Lets say you go to the bathroom.
And like most other full of crap folks, you squeeze out two number twos a day.
There, you’ve already got the makings of your own poop learning center.
Garbage Out & Good Stuff In
Statistics about learning / reading for adults in North America are astounding.
Most folks never pick up another book after leaving school but with the system I’m talking about here, there is no excuse for it.
Knowledge, at one time, was scarce for the common man and although we are now surrounded by it in many forms, the “average” person still does not take advantage of this opportunity to improve their station in life.
Look at these dismal statistics for self learning in North America:
- 58% of the US adult population never reads another book after high school
- 42% of college graduates never read another book
- 80% of US families did not buy or read a book last year.
- 70% of US adults have not been in a bookstore in the last five years
- 57% of new books are not read to completion.
- Most readers do not get past page 18 in a book they have purchased.
With those stats in mind, here is my ingenious toilet training technique:
- Place a small magazine / book rack in your bathroom.
# # #
(Problem to work on):
Using the bathroom reading post, explain in one to three sentences why the writer says the reader already has the makings of a personal learning center.
# # #
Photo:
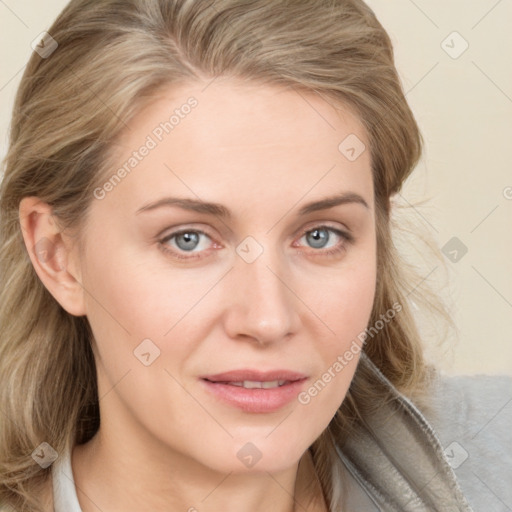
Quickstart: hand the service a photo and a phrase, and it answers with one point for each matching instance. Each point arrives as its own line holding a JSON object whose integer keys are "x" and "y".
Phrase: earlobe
{"x": 51, "y": 254}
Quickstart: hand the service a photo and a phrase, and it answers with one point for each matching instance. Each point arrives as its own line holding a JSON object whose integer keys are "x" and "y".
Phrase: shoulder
{"x": 472, "y": 416}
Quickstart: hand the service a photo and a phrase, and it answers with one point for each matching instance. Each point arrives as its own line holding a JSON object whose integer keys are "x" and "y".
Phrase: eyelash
{"x": 346, "y": 239}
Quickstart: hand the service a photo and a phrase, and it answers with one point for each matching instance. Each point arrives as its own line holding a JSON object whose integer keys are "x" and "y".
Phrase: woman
{"x": 202, "y": 307}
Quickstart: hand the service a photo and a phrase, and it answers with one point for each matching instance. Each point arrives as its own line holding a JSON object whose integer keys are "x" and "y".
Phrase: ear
{"x": 52, "y": 254}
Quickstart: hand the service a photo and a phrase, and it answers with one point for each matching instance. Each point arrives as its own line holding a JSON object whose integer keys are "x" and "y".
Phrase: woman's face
{"x": 264, "y": 283}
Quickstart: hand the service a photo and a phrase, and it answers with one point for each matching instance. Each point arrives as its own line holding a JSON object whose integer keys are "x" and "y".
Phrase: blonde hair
{"x": 112, "y": 57}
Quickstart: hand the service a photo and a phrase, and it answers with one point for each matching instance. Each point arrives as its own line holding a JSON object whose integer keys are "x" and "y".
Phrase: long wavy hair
{"x": 112, "y": 57}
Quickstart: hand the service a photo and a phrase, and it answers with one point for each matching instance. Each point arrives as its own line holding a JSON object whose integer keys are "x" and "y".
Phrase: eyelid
{"x": 345, "y": 234}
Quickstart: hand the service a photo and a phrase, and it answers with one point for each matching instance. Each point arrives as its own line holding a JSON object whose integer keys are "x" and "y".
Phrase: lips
{"x": 249, "y": 375}
{"x": 255, "y": 391}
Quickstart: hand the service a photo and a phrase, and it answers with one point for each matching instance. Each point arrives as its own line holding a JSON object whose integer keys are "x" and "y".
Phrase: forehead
{"x": 231, "y": 141}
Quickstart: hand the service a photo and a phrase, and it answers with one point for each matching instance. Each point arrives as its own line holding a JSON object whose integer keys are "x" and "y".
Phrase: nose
{"x": 262, "y": 305}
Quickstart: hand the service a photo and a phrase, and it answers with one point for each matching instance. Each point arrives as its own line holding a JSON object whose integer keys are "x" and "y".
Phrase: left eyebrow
{"x": 330, "y": 202}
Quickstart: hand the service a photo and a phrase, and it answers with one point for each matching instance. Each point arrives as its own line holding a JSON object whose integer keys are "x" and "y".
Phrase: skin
{"x": 165, "y": 443}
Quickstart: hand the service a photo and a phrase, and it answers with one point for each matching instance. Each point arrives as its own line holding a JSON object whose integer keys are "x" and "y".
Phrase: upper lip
{"x": 255, "y": 376}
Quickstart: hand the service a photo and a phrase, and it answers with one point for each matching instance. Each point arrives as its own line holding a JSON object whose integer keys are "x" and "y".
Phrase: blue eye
{"x": 191, "y": 243}
{"x": 321, "y": 237}
{"x": 185, "y": 240}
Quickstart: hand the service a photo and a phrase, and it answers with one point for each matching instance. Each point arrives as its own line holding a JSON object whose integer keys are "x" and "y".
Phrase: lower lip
{"x": 256, "y": 400}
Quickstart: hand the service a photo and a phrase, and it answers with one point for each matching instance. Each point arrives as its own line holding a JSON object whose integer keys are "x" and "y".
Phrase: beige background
{"x": 463, "y": 104}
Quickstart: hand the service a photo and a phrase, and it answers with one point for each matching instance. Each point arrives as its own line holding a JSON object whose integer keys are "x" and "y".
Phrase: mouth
{"x": 253, "y": 391}
{"x": 253, "y": 384}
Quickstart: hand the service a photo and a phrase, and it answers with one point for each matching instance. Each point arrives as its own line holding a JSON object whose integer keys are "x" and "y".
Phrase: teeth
{"x": 252, "y": 384}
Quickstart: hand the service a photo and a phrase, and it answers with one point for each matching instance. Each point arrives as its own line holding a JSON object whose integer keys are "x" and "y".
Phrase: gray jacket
{"x": 457, "y": 460}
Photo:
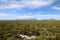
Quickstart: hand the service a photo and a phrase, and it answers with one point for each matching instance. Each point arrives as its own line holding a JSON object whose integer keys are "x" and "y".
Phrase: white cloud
{"x": 25, "y": 3}
{"x": 24, "y": 17}
{"x": 37, "y": 3}
{"x": 55, "y": 8}
{"x": 1, "y": 14}
{"x": 47, "y": 15}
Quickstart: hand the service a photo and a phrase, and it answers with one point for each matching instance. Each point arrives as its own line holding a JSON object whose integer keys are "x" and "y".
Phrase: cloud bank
{"x": 19, "y": 4}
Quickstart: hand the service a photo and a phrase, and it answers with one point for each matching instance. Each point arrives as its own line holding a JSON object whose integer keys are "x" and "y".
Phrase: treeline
{"x": 44, "y": 29}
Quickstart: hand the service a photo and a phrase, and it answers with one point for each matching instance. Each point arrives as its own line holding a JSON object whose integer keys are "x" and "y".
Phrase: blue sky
{"x": 29, "y": 9}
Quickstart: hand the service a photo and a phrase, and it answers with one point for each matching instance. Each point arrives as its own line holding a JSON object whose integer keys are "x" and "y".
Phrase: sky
{"x": 29, "y": 9}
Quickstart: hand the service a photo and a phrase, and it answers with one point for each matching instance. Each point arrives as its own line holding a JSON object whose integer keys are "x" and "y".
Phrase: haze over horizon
{"x": 29, "y": 9}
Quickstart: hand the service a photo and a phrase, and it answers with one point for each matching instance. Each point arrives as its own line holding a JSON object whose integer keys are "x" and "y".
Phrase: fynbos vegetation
{"x": 41, "y": 30}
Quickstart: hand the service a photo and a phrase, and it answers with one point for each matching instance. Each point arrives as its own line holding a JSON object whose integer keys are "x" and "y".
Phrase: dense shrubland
{"x": 44, "y": 29}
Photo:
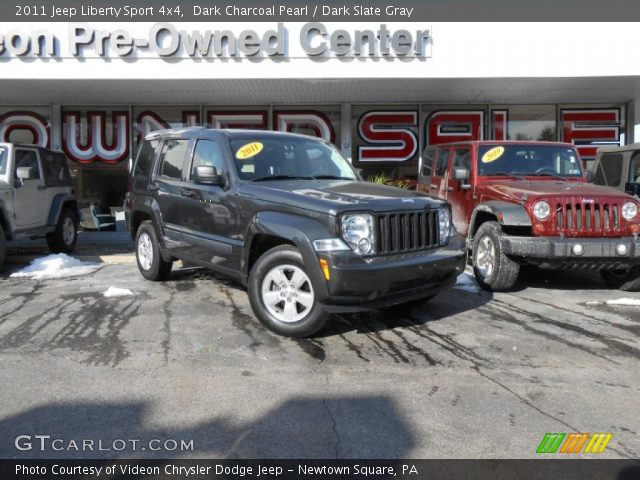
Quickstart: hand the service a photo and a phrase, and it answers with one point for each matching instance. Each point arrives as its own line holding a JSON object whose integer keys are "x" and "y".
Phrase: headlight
{"x": 357, "y": 232}
{"x": 541, "y": 210}
{"x": 444, "y": 224}
{"x": 629, "y": 210}
{"x": 329, "y": 245}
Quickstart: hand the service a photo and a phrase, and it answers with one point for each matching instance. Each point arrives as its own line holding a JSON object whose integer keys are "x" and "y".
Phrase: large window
{"x": 531, "y": 160}
{"x": 609, "y": 170}
{"x": 527, "y": 122}
{"x": 264, "y": 158}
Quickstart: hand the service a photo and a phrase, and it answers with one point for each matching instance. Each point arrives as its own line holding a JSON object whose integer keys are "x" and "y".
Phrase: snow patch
{"x": 467, "y": 282}
{"x": 624, "y": 301}
{"x": 617, "y": 301}
{"x": 117, "y": 292}
{"x": 56, "y": 266}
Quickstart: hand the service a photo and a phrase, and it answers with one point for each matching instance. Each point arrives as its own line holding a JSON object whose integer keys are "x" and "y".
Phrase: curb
{"x": 115, "y": 259}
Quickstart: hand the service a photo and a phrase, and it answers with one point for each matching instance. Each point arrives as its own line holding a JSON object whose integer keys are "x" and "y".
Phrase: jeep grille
{"x": 588, "y": 219}
{"x": 400, "y": 232}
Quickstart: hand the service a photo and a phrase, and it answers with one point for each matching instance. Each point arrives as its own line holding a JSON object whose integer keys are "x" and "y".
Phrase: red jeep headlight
{"x": 541, "y": 210}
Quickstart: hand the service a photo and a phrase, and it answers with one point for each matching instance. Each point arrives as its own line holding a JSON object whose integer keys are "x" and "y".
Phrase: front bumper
{"x": 359, "y": 283}
{"x": 555, "y": 251}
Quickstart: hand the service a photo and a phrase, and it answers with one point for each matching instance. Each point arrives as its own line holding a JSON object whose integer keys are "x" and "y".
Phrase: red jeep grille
{"x": 407, "y": 231}
{"x": 588, "y": 219}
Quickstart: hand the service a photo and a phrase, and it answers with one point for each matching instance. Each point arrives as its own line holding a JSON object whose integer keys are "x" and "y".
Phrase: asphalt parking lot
{"x": 467, "y": 375}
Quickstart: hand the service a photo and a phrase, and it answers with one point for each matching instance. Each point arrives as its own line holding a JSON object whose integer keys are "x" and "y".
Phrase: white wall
{"x": 459, "y": 50}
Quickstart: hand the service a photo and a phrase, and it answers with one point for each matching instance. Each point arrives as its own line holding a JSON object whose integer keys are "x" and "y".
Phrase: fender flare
{"x": 509, "y": 214}
{"x": 300, "y": 231}
{"x": 56, "y": 207}
{"x": 151, "y": 208}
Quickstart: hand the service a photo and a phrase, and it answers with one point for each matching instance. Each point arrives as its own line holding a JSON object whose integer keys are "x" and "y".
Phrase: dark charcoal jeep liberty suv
{"x": 288, "y": 217}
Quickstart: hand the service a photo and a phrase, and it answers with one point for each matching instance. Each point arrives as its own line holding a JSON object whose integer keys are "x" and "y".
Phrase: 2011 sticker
{"x": 249, "y": 150}
{"x": 492, "y": 155}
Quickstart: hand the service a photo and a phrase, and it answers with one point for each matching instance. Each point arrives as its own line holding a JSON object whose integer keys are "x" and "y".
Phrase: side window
{"x": 28, "y": 158}
{"x": 145, "y": 157}
{"x": 634, "y": 168}
{"x": 462, "y": 158}
{"x": 174, "y": 153}
{"x": 441, "y": 165}
{"x": 598, "y": 178}
{"x": 208, "y": 153}
{"x": 612, "y": 166}
{"x": 427, "y": 161}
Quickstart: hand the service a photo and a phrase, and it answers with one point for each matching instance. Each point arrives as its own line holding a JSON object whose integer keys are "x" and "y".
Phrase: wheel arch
{"x": 507, "y": 215}
{"x": 60, "y": 201}
{"x": 4, "y": 222}
{"x": 269, "y": 229}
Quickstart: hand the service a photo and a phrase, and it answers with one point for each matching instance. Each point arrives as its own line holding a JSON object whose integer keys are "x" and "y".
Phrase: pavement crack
{"x": 325, "y": 403}
{"x": 166, "y": 328}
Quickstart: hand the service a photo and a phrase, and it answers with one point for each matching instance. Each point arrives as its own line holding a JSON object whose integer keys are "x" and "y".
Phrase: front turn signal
{"x": 324, "y": 265}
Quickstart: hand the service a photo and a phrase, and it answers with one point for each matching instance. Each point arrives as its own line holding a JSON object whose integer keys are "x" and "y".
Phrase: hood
{"x": 335, "y": 196}
{"x": 523, "y": 191}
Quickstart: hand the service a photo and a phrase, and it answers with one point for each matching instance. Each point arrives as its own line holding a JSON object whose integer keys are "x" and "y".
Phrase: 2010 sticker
{"x": 492, "y": 155}
{"x": 249, "y": 150}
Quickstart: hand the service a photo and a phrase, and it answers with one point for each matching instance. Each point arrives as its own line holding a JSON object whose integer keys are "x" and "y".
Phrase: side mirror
{"x": 632, "y": 188}
{"x": 460, "y": 173}
{"x": 590, "y": 176}
{"x": 206, "y": 175}
{"x": 24, "y": 173}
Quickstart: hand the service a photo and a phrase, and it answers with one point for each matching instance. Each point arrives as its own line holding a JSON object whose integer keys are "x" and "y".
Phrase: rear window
{"x": 27, "y": 159}
{"x": 145, "y": 157}
{"x": 441, "y": 166}
{"x": 427, "y": 161}
{"x": 612, "y": 168}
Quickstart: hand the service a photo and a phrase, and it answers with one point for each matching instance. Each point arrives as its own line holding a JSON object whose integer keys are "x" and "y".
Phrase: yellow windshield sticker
{"x": 492, "y": 155}
{"x": 249, "y": 150}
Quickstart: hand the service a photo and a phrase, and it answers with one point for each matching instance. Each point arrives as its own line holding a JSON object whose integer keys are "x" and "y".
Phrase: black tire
{"x": 286, "y": 260}
{"x": 62, "y": 240}
{"x": 3, "y": 245}
{"x": 627, "y": 280}
{"x": 496, "y": 272}
{"x": 150, "y": 262}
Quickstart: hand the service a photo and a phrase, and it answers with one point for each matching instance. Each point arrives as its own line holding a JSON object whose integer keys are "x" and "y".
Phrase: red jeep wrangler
{"x": 530, "y": 203}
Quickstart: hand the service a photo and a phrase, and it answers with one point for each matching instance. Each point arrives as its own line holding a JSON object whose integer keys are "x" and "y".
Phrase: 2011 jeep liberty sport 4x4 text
{"x": 36, "y": 197}
{"x": 529, "y": 202}
{"x": 287, "y": 216}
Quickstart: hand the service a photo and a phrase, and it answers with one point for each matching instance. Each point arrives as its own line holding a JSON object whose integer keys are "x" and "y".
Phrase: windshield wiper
{"x": 506, "y": 174}
{"x": 280, "y": 177}
{"x": 547, "y": 174}
{"x": 331, "y": 177}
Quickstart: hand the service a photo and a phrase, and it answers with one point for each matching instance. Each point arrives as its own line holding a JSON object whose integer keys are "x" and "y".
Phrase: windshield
{"x": 3, "y": 160}
{"x": 263, "y": 158}
{"x": 542, "y": 160}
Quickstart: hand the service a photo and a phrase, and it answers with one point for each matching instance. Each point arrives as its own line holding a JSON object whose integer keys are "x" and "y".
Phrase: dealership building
{"x": 380, "y": 91}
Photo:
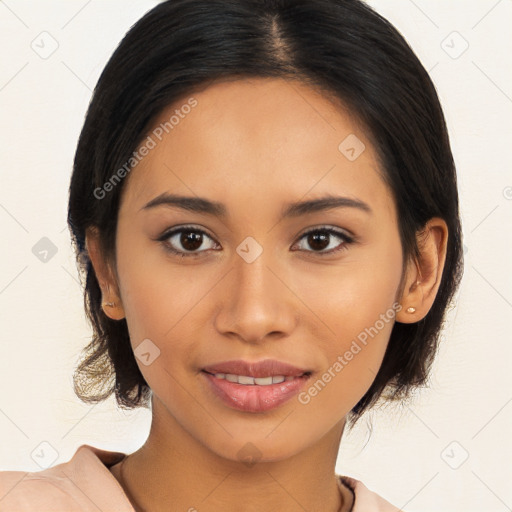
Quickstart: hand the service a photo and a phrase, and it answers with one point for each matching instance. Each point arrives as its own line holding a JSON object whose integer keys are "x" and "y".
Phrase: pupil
{"x": 191, "y": 240}
{"x": 313, "y": 240}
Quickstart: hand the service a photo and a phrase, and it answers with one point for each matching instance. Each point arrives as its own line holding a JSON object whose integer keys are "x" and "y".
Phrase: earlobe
{"x": 111, "y": 301}
{"x": 423, "y": 276}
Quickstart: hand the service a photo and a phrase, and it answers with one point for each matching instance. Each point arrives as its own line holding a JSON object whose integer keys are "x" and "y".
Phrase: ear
{"x": 111, "y": 299}
{"x": 423, "y": 277}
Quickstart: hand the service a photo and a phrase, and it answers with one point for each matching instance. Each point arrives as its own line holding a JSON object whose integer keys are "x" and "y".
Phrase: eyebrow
{"x": 214, "y": 208}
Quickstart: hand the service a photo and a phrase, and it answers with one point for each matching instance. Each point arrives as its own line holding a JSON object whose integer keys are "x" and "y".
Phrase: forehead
{"x": 244, "y": 138}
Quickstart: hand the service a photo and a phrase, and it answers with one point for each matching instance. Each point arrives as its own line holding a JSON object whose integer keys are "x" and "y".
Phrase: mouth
{"x": 255, "y": 387}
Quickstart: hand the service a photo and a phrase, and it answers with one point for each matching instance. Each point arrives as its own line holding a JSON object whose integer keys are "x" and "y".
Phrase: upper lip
{"x": 265, "y": 368}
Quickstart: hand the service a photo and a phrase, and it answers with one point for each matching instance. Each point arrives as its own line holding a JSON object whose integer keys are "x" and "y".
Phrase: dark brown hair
{"x": 342, "y": 47}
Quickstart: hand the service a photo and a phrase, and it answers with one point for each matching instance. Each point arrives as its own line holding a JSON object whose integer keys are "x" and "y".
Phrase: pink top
{"x": 86, "y": 484}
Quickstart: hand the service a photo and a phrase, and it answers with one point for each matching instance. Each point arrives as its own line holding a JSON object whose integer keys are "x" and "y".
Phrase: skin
{"x": 256, "y": 145}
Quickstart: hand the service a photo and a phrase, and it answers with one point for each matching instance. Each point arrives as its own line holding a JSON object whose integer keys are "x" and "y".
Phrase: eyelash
{"x": 347, "y": 240}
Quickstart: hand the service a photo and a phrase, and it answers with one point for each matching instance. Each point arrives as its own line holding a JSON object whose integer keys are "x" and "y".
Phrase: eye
{"x": 186, "y": 240}
{"x": 321, "y": 238}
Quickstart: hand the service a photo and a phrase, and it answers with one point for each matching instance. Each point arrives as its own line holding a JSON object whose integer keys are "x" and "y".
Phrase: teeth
{"x": 247, "y": 380}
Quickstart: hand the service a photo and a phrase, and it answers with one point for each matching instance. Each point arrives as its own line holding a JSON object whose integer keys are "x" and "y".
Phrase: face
{"x": 314, "y": 288}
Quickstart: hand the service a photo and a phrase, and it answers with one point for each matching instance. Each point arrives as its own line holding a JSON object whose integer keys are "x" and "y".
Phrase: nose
{"x": 256, "y": 302}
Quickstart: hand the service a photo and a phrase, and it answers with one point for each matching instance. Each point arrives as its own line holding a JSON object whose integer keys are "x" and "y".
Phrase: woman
{"x": 264, "y": 207}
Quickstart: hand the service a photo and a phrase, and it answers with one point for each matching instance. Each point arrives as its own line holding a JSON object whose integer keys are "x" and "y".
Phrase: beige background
{"x": 415, "y": 454}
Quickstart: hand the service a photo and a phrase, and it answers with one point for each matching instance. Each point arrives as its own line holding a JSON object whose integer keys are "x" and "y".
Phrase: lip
{"x": 265, "y": 368}
{"x": 255, "y": 398}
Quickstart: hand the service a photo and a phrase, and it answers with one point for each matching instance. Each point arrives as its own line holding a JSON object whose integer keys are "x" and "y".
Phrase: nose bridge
{"x": 256, "y": 303}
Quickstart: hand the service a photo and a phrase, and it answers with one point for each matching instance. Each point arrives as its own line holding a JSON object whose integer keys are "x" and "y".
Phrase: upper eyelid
{"x": 342, "y": 233}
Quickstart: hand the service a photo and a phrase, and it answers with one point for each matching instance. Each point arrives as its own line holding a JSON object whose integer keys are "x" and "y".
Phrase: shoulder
{"x": 366, "y": 500}
{"x": 84, "y": 483}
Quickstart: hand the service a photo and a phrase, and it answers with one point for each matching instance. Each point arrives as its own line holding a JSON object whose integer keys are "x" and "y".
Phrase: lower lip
{"x": 254, "y": 398}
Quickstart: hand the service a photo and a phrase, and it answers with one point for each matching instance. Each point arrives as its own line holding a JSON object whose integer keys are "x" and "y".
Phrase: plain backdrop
{"x": 448, "y": 450}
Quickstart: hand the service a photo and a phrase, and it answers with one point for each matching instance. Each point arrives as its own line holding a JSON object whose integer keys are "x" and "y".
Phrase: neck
{"x": 173, "y": 467}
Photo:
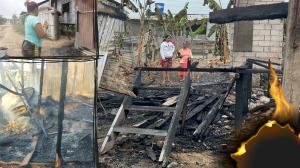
# # #
(The reply):
The writer points out that the reader, like most people, goes to the bathroom twice a day. Those regular visits already supply the setting and time the writer's learning system needs.